▶ _Requisiti dell'esercizio_
A. Nel documento, quale ministro viene prontamente smentito dal collega Scajola a proposito del pericolo batteriologico?
B. Copia fedelmente il tratto dei record che va dalla riga contenente "the pen clip" fino alla fine dei record.

▶ _Documento_
L'assassinio di Marco Biagi e la criminalizzazione del movimento

La lotta politica dopo l'11 settembre

terrorismo, provocazione, criminalizzazione

Il terrorismo è uno spauracchio che viene ormai sistematicamente agitato sia nelle vicende politiche italiane che in quelle internazionali. Non c'è giorno in cui la minaccia non venga additata come elemento immanente, spesso rasentando il futile allarmismo. E' di pochi giorni fa la boutade del ministro Martino, prontamente smentito dal collega Scajola, a proposito del pericolo batteriologico. Ora siamo invece di fronte all'accusa, risibile e tragica allo stesso tempo, lanciata a mezzo stampa contro Sergio Cofferati.

▶ _Voci dei dati_

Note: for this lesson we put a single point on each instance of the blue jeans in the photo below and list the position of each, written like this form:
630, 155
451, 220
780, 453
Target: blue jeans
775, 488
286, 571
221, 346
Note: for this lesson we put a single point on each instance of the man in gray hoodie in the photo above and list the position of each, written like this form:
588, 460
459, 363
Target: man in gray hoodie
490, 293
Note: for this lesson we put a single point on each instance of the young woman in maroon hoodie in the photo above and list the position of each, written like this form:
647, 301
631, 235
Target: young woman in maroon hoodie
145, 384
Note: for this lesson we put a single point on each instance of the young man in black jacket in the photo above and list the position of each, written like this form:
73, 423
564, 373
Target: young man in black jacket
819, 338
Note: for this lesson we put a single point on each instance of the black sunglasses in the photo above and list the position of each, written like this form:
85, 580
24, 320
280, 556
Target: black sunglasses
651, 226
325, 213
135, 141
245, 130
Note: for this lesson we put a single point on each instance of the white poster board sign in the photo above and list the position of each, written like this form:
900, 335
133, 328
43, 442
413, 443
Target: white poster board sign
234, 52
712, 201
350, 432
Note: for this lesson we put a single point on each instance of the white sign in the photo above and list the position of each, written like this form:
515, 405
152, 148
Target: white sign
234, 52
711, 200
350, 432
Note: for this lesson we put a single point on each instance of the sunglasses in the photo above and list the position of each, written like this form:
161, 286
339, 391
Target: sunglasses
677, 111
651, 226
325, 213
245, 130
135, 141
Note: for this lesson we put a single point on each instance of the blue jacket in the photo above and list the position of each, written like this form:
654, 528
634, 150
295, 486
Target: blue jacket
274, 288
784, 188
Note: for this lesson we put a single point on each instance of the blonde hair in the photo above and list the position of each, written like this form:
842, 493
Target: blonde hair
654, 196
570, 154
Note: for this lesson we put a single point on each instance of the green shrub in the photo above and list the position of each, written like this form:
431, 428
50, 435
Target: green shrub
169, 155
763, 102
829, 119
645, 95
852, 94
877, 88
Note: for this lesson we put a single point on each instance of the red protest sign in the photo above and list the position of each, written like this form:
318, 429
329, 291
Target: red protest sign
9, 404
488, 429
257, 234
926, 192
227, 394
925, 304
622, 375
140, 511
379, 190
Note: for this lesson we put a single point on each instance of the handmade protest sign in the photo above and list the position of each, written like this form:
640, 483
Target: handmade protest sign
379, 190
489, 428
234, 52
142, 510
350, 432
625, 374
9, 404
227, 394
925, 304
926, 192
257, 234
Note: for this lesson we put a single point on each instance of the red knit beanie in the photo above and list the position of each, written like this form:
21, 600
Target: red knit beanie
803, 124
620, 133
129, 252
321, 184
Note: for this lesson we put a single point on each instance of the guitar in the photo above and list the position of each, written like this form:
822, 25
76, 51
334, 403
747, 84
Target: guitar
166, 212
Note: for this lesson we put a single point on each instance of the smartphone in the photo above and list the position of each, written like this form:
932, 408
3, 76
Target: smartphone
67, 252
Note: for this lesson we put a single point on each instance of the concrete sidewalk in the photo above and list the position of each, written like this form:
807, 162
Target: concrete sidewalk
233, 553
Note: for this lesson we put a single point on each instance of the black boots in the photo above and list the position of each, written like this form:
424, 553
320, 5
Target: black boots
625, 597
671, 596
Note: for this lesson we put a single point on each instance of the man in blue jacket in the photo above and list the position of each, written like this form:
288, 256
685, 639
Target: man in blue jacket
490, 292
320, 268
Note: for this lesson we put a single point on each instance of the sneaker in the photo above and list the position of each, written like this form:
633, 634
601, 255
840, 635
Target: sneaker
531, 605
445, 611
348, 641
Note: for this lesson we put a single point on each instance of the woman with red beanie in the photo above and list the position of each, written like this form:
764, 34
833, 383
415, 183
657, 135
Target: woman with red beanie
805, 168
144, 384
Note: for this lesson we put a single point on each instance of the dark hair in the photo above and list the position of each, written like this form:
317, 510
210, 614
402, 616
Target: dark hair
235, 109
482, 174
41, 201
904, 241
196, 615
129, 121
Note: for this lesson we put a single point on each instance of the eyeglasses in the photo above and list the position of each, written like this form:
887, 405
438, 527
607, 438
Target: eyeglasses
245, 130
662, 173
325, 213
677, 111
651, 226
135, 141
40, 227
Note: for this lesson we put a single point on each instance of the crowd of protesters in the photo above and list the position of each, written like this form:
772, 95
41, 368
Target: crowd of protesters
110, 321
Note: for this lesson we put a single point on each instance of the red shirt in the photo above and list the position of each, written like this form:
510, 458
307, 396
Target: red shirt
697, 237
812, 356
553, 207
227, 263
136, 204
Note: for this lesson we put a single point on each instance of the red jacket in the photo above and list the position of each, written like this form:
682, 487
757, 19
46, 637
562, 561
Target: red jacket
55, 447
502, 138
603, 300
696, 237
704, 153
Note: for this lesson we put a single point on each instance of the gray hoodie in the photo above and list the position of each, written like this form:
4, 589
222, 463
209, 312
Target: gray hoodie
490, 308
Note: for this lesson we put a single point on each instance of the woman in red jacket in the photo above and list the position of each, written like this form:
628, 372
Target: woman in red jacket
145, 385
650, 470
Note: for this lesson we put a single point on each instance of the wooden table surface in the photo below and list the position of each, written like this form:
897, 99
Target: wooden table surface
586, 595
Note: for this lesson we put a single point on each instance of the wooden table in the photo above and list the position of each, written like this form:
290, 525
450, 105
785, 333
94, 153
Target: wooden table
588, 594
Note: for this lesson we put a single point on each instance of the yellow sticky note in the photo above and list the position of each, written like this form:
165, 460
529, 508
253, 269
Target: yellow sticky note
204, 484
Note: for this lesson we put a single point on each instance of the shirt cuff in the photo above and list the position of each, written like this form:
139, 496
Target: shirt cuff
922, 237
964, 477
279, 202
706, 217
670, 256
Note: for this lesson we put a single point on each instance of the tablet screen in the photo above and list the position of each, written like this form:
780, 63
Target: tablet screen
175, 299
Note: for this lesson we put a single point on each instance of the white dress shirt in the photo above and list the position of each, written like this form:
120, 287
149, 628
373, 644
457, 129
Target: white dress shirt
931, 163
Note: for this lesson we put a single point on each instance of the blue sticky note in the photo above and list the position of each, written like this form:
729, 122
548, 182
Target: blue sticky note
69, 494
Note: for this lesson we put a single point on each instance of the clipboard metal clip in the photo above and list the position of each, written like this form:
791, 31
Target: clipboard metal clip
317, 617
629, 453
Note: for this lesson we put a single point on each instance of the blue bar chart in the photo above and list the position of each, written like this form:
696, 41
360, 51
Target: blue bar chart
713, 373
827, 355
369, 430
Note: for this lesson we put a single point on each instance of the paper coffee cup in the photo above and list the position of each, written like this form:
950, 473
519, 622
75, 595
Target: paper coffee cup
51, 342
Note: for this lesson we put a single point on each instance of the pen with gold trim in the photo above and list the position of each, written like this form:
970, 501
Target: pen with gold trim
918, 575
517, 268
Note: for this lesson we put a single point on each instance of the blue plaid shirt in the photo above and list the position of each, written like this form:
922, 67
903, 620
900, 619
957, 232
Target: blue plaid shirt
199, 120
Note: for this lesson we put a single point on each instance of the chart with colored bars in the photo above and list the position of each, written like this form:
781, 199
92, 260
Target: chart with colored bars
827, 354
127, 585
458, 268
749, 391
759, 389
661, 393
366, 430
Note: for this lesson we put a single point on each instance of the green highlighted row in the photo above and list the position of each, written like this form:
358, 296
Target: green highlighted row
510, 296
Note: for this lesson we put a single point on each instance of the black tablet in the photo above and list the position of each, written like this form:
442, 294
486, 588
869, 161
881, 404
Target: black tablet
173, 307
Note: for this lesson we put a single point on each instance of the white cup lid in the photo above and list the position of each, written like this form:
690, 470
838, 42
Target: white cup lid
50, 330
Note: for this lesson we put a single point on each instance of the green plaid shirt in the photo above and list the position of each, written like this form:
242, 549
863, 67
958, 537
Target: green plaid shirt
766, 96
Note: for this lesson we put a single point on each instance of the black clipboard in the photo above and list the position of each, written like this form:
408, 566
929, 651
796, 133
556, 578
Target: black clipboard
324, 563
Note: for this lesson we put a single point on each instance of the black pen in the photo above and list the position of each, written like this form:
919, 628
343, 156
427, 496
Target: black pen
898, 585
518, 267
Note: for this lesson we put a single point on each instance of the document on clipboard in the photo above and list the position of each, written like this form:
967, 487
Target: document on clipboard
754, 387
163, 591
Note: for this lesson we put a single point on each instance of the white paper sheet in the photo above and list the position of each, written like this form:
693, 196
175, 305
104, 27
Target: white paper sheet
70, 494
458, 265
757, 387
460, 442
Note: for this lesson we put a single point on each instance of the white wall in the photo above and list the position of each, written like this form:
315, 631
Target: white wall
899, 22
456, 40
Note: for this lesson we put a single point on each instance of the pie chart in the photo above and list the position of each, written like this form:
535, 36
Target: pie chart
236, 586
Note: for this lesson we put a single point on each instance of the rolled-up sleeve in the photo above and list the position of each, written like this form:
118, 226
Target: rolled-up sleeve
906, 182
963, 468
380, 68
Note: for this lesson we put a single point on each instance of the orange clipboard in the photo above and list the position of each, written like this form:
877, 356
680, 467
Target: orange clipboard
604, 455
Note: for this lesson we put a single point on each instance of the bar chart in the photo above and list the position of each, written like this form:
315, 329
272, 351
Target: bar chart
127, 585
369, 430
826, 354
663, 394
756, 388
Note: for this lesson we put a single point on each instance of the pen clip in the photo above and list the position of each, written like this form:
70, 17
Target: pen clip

▶ _Risposte ai problemi_
A. Il ministro Martino.

B.
Note: for this lesson we put a single point on each instance of the pen clip in the photo above and list the position of each, written like this form:
70, 17
Target: pen clip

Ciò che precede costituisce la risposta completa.